(Saved data entries)

☆ ☆ ☆

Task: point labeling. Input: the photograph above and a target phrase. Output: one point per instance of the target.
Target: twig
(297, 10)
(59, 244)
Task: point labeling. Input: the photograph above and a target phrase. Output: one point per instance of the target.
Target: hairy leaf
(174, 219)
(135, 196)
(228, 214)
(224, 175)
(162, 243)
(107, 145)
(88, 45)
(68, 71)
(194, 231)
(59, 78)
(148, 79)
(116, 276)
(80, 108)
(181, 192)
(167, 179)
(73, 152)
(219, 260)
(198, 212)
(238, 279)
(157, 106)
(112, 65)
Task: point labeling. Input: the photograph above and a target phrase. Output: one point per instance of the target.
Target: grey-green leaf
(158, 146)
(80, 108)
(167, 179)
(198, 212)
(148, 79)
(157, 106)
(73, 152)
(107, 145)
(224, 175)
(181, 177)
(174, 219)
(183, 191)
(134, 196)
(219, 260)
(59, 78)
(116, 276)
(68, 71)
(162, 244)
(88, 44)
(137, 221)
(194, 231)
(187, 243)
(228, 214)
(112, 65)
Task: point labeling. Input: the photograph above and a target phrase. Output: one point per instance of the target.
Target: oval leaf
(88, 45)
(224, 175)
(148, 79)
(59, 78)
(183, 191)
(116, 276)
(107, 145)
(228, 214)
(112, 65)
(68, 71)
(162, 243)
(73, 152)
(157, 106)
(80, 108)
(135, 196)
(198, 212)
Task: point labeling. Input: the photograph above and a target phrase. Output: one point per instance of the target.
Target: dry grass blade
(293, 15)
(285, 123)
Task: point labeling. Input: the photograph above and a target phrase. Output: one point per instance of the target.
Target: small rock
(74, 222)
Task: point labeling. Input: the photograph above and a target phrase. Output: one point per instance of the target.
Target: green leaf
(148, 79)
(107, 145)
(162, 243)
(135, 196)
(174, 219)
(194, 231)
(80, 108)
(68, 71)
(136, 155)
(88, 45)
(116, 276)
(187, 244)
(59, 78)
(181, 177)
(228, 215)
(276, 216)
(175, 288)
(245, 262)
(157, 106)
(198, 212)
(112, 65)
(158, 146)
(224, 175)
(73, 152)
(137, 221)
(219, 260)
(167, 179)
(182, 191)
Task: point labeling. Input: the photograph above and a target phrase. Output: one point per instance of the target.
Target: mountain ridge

☆ ☆ ☆

Each line of the data should be given back exactly.

* [Exercise output]
Task: point labeling. Input: the photograph above and a target phrase. Output: one point per instance of the target.
Target: twig
(297, 10)
(59, 244)
Task: point labeling. Input: the photograph above and a target phrase. Output: one point per instance of the target.
Target: hairy leaf
(174, 219)
(135, 196)
(228, 214)
(224, 175)
(162, 243)
(107, 145)
(88, 45)
(68, 71)
(194, 231)
(59, 78)
(148, 79)
(116, 276)
(80, 108)
(181, 192)
(167, 179)
(73, 152)
(219, 260)
(198, 212)
(238, 279)
(157, 106)
(112, 65)
Task: point labeling. Input: the photograph above and a target phrase. Output: one point per instance of the target.
Target: grey-green leaf
(158, 146)
(80, 108)
(167, 179)
(198, 212)
(148, 79)
(157, 106)
(73, 152)
(107, 145)
(224, 175)
(181, 177)
(174, 219)
(183, 191)
(134, 196)
(219, 260)
(59, 78)
(116, 276)
(68, 71)
(162, 244)
(88, 44)
(137, 221)
(194, 231)
(187, 243)
(228, 214)
(112, 65)
Task: point labeling. Input: the photograph above and a target phrase. Output: one point per instance of the target.
Target: oval leaf
(88, 45)
(224, 175)
(148, 79)
(59, 78)
(183, 191)
(116, 276)
(107, 145)
(228, 214)
(112, 65)
(68, 71)
(162, 243)
(73, 152)
(157, 106)
(80, 108)
(135, 196)
(198, 212)
Task: point labeling. Input: the photograph above and a target phrase. Output: one point per instance of the target.
Target: dry grass blade
(293, 15)
(285, 123)
Task: point labeling. Input: the photograph above and a target phrase. Output: one point per instance of the target.
Target: small rock
(74, 222)
Task: point labeling. Input: the photograph above and a target phrase. Output: one point per instance of the target.
Target: green leaf
(148, 79)
(107, 145)
(162, 243)
(135, 196)
(174, 219)
(194, 231)
(80, 108)
(68, 71)
(136, 155)
(88, 45)
(116, 276)
(187, 244)
(59, 78)
(181, 177)
(228, 215)
(276, 216)
(175, 288)
(245, 262)
(157, 106)
(198, 212)
(112, 65)
(158, 146)
(224, 175)
(73, 152)
(137, 221)
(219, 260)
(167, 179)
(182, 191)
Task: point labeling. Input: the photograph above and a target phrase. Output: one point per instance of the target.
Target: mountain ridge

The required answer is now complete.